━━ Quoted text ━━

In High School, a mentor to Shayla would find her curled up under his office desk, bawling excessively and let her be as he knew this was her `safe place.`  The bullies were now bigger, more threatening and had means of social media to menace their victims. The caustic, primitive words of elementary were now replaced with slut, stench, hideous and freak.
Upon going to University, Shayla was thrilled with the new beginnings. She believed life would be different, while her peers more accepting. Finally she would find a sense of companionship with those she would share classes. The first time I received a desperate call from my daughter, I wanted to get into my car and demand the bullies to stop. It was only a handful of girls, yet they were putting a vulnerable, young girl through hell! If, miles away I felt helpless, who knows how much misery Shayla was enduring? Since she was living in a tiny jail-like dorm room at university, it was as if that area became her cell. Only after her death, did I find out the true degree of what occurred that first year. I don`t think those responsible for the tormenting realize the pain they caused her, but the glaring words in her journals reflect a girl masking the pain, by putting up walls and being `mouthy` back to them.  Shortly after Shayla passed away, I acquired her laptop. The poetry and images expose the ugliness of bullying for what it is- a cat and mouse game, in which the mouse is already caught in a mousetrap, while the cat evilly tortures the wounded victim. While all of this caused me a great deal upon my grieving, I also found something that made me realize that try as they might to take away Shayla`s care-free spirit, they had failed miserably! I have numerous video footage of my daughter in her white washed dorm room, singing songs of empowerment! In the many videos, her voice fills the corners of her tiny room. I started to cry when I saw my babygirl as I was overwhelmed with her again in motion. Then my heart burst with pride seeing the tank top she was wearing. When Shayla had come for a visit, she fell in love with my shirt. I gave it to her and it is the one in the videos, my daughter is wearing.  The front of it expresses everything Shayla stood for what she believed: `PEACE, LOVE HOPE. `
The sad irony of the bullying case of Amanda Todd is this beautiful young, girl-who no one noticed before- is now a name spoken across a nation. For in life, her haunting word’s I HAVE NOBODY, I NEED SOMEONE, is contradictory to how now she has the world`s attention…
I offer my heartfelt sympathies to Amanda Todd’s family and friends; no words can convey the unimaginable loss all of you are feeling.
I Dedicate this song to those who FEEL ALONE, in hopes that others REACH OUT to let them know they are Not Alone!
 Dia Frampton - The Broken Ones: https://youtu.be/Zz04teo1j9k
 By T L. Alton

You Must Be the CHANGE You Want to See in this WORLD ~ Gandhi


Friday, October 12, 2012

The Legacy Stone




Today, my intention was to continue blogging about my trip to Maui in February of this year. When I awoke, the sorrowfulness marking this particular day was going to take my words on its own journey of the heart.  
It was ten months ago, a Police Officer stood in my home, delivering the phrase of death that changed my world, “I am sorry to tell you but…”
In this post I will not be dwelling on something that I will never, even as a writer for over twenty –years is able to convey. Therefore, I want to share about the lasting tribute I am working on and is connected to the road where her life was lost.

━━━
━━ Dataset content ━━

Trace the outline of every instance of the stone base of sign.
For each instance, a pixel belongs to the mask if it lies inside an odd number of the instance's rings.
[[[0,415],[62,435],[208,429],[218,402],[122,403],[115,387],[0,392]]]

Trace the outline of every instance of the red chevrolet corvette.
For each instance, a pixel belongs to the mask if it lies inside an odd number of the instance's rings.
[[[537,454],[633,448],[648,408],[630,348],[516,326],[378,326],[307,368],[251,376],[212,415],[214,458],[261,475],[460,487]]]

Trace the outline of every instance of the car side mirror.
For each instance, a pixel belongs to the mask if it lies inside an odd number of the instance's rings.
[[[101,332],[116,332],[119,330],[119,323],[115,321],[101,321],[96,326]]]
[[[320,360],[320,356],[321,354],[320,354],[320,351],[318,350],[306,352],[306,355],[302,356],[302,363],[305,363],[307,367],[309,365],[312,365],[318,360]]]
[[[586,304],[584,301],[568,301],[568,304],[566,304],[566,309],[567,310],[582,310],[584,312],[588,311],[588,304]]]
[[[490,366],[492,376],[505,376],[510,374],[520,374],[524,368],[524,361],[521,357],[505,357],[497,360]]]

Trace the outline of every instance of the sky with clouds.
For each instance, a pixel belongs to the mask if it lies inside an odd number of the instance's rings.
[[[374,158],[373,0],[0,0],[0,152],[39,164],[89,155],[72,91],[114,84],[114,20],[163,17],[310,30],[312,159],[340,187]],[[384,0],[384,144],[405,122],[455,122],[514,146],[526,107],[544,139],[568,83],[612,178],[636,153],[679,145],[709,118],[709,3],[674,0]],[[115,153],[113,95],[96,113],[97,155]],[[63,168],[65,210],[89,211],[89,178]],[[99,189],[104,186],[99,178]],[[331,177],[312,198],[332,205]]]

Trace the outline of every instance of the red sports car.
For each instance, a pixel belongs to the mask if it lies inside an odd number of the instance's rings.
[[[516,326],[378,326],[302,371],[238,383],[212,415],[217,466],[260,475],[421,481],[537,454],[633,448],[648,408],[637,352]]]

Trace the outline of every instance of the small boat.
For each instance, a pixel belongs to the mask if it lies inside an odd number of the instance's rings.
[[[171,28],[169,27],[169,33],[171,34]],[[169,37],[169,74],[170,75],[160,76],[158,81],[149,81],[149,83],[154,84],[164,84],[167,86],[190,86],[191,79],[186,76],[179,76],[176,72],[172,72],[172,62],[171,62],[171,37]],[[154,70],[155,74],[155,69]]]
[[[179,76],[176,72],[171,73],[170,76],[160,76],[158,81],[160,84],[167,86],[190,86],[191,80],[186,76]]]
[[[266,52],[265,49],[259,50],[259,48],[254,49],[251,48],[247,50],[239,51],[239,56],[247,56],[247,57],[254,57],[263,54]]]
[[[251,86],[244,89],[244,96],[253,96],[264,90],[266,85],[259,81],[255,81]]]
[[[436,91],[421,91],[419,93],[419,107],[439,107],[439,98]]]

━━━

*To-do list*:
- 1) Answer these questions about the blog post about Shayla, using only what it states.
(a) What words are on the front of the tank top Shayla wears in the videos?
(b) What had the author intended to keep blogging about on the day of "The Legacy Stone" post?
(c) How long before that post did a Police Officer stand in the author's home?
- 2) Repeat the passage of the blog post about Shayla starting at "Today, my intention" and ending at "of the heart.".
- 3) Pick up the blog post about Shayla from where it stops and write what comes next.

*Exercise answers*:
- 1)
(a) PEACE, LOVE HOPE.
(b) The author's trip to Maui in February of that year.
(c) Ten months.

- 2)
Today, my intention was to continue blogging about my trip to Maui in February of this year. When I awoke, the sorrowfulness marking this particular day was going to take my words on its own journey of the heart.

- 3)
McKinley Landing, on the outskirts of Kelowna, British Columbia is a winding, often treacherous stretch of road that coils around a reservoir and brings people out to the stunning views of Okanagan Lake. The tight-knit community and picturesque scenery were the reasons for my former husband to buy a home and settle in the area.
Shayla grew up for nine years in the McKinley Landing suburbs as I shared custody of our daughter, after her father and I divorced. From the very first frightening moments of driving along the terrible road, I cursed it under my breath. With it dips, curves, and sheer drops of the road, I never did like to travel on it.
Last year, a happy occasion blessed the family with a new addition to the family. In December, Shayla called me from Kamloops, announcing she was taking a solo trip to see her family. I was apprehensive and tried to convince my daughter to either wait for her father to come pick her up or else take the bus in January. She was determined to make the trek herself and much to my relief, arrived safely at her destination. It was not until December 12 that Shayla, driving out from her father’s on a brilliant sky blue day, would not reach her destination- her sisters in Kelowna.
This year, Mayor and Council gave approval for over a half million dollars to fix the road.  I championed for change as my daughter’s voice was silenced. I continue to stand up for her and others. Now because of these safety road measures becoming complete, this road will save lives, not take them! For me, this is nowhere near what I could have ever imagined my life would be consumed with. Yet as a bereaved parent, I simply could not remain quiet and bring death to another family, because I didn’t do anything. Instead, it has been my heart desire to see the barricades and road being widened. Most of all changes to McKinley Landing Road are now happening because my daughter’s life was taken. I plan on being back in Kelowna at the end of November, as a permanent memorial will be installed, in memory of my daughter.
Today, on the 10 month mark of the greatest loss to me, I spent time designing the memorial. It was created with all things reflective of Shayla. I am not yet able to share the whole creation, but it will be formed using an oversize piece of granite stone.  The symbolism associated with it is that it is considered a "guardian stone" that offers protection.  When granite is extracted from the ocean floor, it is believed that the stone helps keep emotions calm, because it contains both elements of the ocean and the grounding properties of earth.  Reflective of who Shayla was; it is a vision of a peacekeeper in many senses. It also aids in diplomacy and improves people's cooperation. I know Shayla would want to open my eyes to see the bigger picture more clearly instead of overwhelmed with all of the negativity surrounding her loss. The placement of this stone embraces the tranquil beauty of the reservoir while it echoes the golden heart of my daughter.
Tomorrow I will meet with the company who will hopefully be able to envision my design and plans, further constructing the monument. It is my desire to have it installed permanently and placed as travellers enter McKinley Landing Road, before all of the stretch of barricades begins. There will also be room to go and pay tribute to Shayla, as many have asked if they would be able to place a flower or simply view the memorial.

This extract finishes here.